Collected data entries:
▬▬▬
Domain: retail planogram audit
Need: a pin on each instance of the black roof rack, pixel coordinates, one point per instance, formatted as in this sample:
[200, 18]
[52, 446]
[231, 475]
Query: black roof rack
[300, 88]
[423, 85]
▬▬▬
- [Exercise details]: Write out the records. Leave nothing out and change nothing.

- [Answer section]:
Domain: retail planogram audit
Need: a pin on each instance of the black roof rack, pixel coordinates, one point per instance, formatted as in this sample:
[200, 18]
[52, 446]
[231, 475]
Query: black roof rack
[300, 88]
[423, 85]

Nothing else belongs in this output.